Your job is to restate each entry word for word.

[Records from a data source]
◇ ◇ ◇ ◇ ◇ ◇ ◇
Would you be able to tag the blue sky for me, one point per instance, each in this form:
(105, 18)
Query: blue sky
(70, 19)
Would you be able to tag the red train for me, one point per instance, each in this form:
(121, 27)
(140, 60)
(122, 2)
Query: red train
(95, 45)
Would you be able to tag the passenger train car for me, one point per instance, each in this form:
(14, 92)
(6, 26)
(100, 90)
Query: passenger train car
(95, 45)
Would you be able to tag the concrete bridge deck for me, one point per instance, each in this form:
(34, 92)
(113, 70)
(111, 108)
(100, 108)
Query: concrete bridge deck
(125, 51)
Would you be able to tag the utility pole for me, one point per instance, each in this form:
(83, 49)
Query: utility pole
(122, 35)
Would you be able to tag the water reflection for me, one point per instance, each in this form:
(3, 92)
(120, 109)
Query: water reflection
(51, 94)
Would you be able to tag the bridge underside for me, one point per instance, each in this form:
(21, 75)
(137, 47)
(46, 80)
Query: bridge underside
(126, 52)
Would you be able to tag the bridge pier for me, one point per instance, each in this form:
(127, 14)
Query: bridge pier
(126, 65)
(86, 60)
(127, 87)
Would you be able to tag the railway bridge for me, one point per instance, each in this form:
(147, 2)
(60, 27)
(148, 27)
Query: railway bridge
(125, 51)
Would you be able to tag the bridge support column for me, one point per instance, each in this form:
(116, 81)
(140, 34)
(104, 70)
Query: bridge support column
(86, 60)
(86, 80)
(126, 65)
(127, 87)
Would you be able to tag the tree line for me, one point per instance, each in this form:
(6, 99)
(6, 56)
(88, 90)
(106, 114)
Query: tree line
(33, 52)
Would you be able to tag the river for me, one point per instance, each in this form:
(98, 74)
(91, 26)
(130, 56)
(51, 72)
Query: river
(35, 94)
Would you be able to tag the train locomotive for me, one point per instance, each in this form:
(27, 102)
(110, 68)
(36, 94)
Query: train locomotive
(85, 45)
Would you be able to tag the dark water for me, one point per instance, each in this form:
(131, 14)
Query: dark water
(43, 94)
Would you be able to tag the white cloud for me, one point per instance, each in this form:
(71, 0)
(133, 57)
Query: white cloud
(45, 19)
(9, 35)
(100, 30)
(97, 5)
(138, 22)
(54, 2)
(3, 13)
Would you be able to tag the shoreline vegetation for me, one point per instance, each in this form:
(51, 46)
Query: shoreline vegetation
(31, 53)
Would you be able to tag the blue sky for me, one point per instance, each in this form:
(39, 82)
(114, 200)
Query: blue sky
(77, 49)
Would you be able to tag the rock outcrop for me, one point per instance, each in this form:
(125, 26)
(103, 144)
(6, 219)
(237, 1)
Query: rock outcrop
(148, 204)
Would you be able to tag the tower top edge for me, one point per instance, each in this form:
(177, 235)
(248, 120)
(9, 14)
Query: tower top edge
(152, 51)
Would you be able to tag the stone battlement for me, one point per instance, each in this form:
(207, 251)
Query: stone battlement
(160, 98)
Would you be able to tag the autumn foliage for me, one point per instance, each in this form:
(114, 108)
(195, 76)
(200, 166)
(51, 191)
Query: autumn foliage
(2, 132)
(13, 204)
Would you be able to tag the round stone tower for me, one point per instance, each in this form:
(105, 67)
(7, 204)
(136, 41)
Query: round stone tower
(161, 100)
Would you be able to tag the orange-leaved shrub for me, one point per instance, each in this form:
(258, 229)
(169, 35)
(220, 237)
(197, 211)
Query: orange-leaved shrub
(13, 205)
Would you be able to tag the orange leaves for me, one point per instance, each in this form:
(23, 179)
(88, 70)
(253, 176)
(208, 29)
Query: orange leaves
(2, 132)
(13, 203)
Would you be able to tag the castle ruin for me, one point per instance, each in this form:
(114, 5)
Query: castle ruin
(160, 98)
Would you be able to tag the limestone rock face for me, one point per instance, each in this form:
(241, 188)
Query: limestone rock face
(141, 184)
◇ ◇ ◇ ◇ ◇ ◇ ◇
- **EXERCISE OUTPUT**
Would you be able to tag the blue sky for me, one point per instance, each in this form:
(105, 18)
Query: blue sky
(70, 19)
Would you be able to tag the red train for me, one point per instance, each in this form:
(121, 27)
(140, 60)
(122, 2)
Query: red train
(95, 45)
Would you be able to tag the passenger train car for me, one point per instance, each in this form:
(14, 92)
(6, 26)
(100, 90)
Query: passenger train car
(95, 45)
Would you be able to tag the concrete bridge deck for me, one point per instance, each in this form:
(34, 92)
(113, 70)
(111, 108)
(100, 108)
Query: concrete bridge deck
(125, 51)
Would you be able to tag the utility pole for me, one point per instance, each in this form:
(83, 49)
Query: utility pole
(122, 35)
Would you be able to tag the water reflection for me, one point per instance, each in this form:
(3, 92)
(120, 109)
Query: water reflection
(51, 94)
Would you be able to tag the bridge underside for me, one point per instance, each in this form:
(21, 75)
(137, 47)
(46, 80)
Query: bridge underside
(126, 52)
Would you be able to tag the bridge pier for me, one point per instance, each in this form:
(127, 14)
Query: bridge pier
(126, 65)
(86, 60)
(127, 87)
Would you be able to tag the railway bridge for me, one point per instance, each in this form:
(147, 2)
(60, 27)
(148, 27)
Query: railway bridge
(125, 51)
Would you be able to tag the bridge support column for me, one point per instance, each in this form:
(116, 81)
(140, 34)
(104, 70)
Query: bridge support column
(86, 60)
(86, 80)
(126, 65)
(127, 87)
Would you be able to tag the tree line for me, one point per instance, each in this form:
(6, 99)
(6, 56)
(88, 90)
(106, 114)
Query: tree line
(33, 52)
Would you be able to tag the river for me, one point per instance, each in this form:
(98, 74)
(91, 26)
(130, 56)
(51, 72)
Query: river
(35, 94)
Would you be able to tag the train locomotive for me, one point per instance, each in this form:
(27, 102)
(110, 68)
(36, 94)
Query: train locomotive
(85, 45)
Would you be able to tag the dark water for me, one point per instance, each in this form:
(131, 14)
Query: dark water
(43, 94)
Would you be able to tag the white cloud for me, one point per instance, each in this form:
(71, 0)
(133, 57)
Query: white cloud
(45, 19)
(9, 35)
(100, 30)
(97, 5)
(138, 22)
(54, 2)
(3, 13)
Would you be able to tag the shoreline vegetation for me, one point per instance, each in this form:
(51, 46)
Query: shoreline vegetation
(31, 53)
Would you be able to tag the blue sky for me, one point per instance, each in this form:
(39, 82)
(114, 200)
Query: blue sky
(77, 49)
Would you be able to tag the rock outcrop for me, one point per instance, each in this form:
(125, 26)
(103, 144)
(6, 219)
(237, 1)
Query: rock outcrop
(148, 204)
Would you be able to tag the tower top edge for me, one point per instance, each in this form:
(177, 235)
(248, 120)
(9, 14)
Query: tower top edge
(152, 51)
Would you be able to tag the stone battlement for me, one point per instance, each in this form:
(207, 251)
Query: stone battlement
(160, 98)
Would you be able to tag the autumn foliage for me, one point per instance, each in this form:
(114, 108)
(195, 76)
(200, 166)
(51, 191)
Query: autumn foliage
(2, 132)
(13, 204)
Would you be able to tag the round stone tower for me, one point per instance, each in this form:
(105, 67)
(7, 204)
(136, 41)
Query: round stone tower
(161, 100)
Would you be able to tag the orange-leaved shrub for me, one point per instance, each in this form:
(258, 229)
(169, 35)
(220, 237)
(197, 211)
Query: orange-leaved shrub
(13, 205)
Would you be able to tag the orange leaves for me, one point per instance, each in this form:
(23, 179)
(88, 70)
(253, 176)
(208, 29)
Query: orange leaves
(2, 132)
(13, 203)
Would you be able to tag the castle ruin for me, one point per instance, each in this form:
(114, 5)
Query: castle ruin
(160, 98)
Would you be able to tag the limestone rock face for me, one point per instance, each in this form:
(241, 188)
Query: limestone rock face
(141, 184)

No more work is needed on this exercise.